This notebook was inpired by [this LlamaIndex notebook](https://colab.research.google.com/drive/1XYNaGvEdyKVbs4g_Maffyq08DUArcW8H?usp=sharing#scrollTo=fQW2ccGlLrg7)

Making some changes to it with the only intention of trying ideas and learning.

Notice that I am assuming you have the relevant API_KEYs as environmental variables.

In [2]:
from bubls.utils.data.download import download_file_from_url
from bubls.utils.indexing import create_index_from_path
from llama_index.core import (
    SimpleDirectoryReader,
    VectorStoreIndex,
    StorageContext,
    load_index_from_storage,
)
from llama_index.core.agent import ReActAgent
from llama_index.llms.openai import OpenAI
from llama_index.core.tools import QueryEngineTool, ToolMetadata
import os
# from llama_parse import LlamaParse
# import nest_asyncio
# nest_asyncio.apply()

## Defining global variables

In [3]:
METADATA = {
    "lyft_10k": {
        "source_url": "https://raw.githubusercontent.com/run-llama/llama_index/main/docs/docs/examples/data/10k/lyft_2021.pdf",
        "file_name": "lyft_10k_2021.pdf",
        "save_data_to": os.path.join(os.environ["DATA_DIR"], "lyft_10k"),
        "persist_index_to": os.path.join(os.environ["PERSIST_DIR"], "lyft_10k"),
        },
    "uber_10k": {
        "source_url": "https://raw.githubusercontent.com/run-llama/llama_index/main/docs/docs/examples/data/10k/uber_2021.pdf",
        "file_name": "uber_10k_2021.pdf",
        "save_data_to": os.path.join(os.environ["DATA_DIR"], "uber_10k"),
        "persist_index_to": os.path.join(os.environ["PERSIST_DIR"], "uber_10k"),
        },
}

## Ingest Data
- Download Information
- Create&Persist or Load Index 
- Create Query Engine


In [4]:
# parser = LlamaParse(result_type="markdown")

* Work request:
In the notebook excerpt above, which keys does each entry of the METADATA dictionary define?

* Dataset excerpts:
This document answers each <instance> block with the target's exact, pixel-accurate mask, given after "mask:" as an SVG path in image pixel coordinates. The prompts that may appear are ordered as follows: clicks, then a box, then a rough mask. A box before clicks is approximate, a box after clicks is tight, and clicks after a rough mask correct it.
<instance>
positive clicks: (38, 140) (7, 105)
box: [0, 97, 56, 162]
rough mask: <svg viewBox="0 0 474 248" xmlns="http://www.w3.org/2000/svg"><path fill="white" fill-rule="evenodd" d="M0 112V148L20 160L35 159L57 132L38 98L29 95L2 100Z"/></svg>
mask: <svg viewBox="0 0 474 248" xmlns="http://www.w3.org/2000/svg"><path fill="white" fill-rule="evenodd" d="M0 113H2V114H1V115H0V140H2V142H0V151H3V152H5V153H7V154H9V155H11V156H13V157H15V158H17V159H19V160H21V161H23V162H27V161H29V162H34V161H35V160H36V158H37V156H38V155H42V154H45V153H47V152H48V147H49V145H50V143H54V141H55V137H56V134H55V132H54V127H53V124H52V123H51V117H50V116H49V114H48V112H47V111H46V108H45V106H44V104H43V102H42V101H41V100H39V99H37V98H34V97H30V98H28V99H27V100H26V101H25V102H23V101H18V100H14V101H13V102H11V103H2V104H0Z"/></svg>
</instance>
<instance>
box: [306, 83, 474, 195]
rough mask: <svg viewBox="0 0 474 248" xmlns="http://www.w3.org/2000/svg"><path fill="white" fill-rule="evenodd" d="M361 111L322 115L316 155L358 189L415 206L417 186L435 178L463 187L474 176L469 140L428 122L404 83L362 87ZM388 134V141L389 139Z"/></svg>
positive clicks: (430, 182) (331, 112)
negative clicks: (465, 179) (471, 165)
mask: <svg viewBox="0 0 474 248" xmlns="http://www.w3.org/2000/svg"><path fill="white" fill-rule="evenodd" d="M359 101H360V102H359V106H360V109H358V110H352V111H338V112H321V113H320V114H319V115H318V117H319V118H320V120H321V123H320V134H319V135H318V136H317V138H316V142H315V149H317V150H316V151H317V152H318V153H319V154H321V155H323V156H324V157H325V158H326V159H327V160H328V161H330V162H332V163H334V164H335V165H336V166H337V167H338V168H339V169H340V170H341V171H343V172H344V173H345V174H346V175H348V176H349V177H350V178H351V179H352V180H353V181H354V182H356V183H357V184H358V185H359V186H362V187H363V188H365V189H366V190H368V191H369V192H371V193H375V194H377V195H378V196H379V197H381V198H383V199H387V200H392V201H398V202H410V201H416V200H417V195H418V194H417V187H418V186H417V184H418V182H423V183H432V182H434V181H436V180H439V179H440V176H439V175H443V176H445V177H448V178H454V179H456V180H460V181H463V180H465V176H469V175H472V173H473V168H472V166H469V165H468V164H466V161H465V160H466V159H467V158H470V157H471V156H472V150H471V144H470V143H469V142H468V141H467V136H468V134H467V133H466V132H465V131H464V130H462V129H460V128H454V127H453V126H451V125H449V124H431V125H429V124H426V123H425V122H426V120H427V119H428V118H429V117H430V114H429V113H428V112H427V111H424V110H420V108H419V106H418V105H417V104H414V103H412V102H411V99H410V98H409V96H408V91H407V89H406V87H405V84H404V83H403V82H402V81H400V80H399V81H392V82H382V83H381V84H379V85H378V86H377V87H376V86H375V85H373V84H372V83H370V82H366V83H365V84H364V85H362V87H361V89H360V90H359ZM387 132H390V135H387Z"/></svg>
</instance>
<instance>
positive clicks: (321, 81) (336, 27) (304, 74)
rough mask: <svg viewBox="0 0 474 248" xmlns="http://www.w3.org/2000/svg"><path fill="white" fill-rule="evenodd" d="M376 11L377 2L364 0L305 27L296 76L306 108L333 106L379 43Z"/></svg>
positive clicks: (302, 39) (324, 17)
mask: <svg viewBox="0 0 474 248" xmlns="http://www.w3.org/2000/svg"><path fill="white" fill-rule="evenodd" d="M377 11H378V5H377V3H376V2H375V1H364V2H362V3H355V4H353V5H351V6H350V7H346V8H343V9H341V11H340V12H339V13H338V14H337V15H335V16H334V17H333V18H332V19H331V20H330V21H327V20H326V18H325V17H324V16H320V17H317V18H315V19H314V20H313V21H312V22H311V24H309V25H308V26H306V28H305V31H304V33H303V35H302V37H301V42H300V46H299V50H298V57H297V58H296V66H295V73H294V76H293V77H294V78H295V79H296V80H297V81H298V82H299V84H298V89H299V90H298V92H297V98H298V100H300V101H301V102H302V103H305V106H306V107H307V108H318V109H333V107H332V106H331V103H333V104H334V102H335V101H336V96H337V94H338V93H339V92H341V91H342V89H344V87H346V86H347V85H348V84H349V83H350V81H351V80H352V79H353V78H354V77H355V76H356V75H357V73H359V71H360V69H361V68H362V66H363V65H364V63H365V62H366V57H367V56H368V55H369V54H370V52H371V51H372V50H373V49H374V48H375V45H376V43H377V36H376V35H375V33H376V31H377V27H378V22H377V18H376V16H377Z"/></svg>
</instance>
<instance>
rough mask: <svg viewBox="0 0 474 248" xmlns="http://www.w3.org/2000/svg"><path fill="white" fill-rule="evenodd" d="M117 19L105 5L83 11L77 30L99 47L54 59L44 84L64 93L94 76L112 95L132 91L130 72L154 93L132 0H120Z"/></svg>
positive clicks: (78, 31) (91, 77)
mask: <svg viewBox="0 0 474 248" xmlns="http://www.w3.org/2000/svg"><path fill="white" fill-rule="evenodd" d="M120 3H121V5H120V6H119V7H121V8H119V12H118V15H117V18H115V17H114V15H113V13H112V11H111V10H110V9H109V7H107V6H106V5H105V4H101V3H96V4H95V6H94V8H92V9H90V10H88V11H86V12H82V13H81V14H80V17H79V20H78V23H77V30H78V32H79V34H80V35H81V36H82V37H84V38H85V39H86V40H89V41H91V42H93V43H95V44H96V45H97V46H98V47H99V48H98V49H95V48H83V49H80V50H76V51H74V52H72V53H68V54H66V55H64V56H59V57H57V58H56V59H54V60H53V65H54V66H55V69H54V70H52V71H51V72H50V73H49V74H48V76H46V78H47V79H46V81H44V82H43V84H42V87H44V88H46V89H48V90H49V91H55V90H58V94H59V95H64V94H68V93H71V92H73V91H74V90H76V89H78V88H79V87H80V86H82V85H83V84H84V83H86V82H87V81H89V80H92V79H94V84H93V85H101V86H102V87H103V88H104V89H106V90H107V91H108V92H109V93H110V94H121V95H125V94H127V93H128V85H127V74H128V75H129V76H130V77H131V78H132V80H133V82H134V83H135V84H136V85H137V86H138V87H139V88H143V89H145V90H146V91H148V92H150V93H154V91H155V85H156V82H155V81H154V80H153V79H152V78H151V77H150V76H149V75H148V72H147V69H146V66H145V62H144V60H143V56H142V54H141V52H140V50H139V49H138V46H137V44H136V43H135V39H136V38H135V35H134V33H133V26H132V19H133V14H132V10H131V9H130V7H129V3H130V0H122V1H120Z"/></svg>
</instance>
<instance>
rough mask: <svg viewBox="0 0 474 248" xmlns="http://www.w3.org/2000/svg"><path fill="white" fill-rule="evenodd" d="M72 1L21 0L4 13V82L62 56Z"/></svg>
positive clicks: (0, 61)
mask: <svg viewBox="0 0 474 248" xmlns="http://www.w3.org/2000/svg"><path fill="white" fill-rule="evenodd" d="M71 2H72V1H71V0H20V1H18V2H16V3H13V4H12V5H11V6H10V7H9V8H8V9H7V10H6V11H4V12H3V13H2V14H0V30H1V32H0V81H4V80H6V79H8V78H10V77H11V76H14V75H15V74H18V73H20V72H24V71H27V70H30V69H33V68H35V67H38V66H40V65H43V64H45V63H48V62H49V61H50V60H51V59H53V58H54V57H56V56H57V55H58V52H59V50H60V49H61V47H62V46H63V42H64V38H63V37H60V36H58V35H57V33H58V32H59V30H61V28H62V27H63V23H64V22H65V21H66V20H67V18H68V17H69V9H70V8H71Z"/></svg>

* Answer to the problem:
source_url, file_name, save_data_to, persist_index_to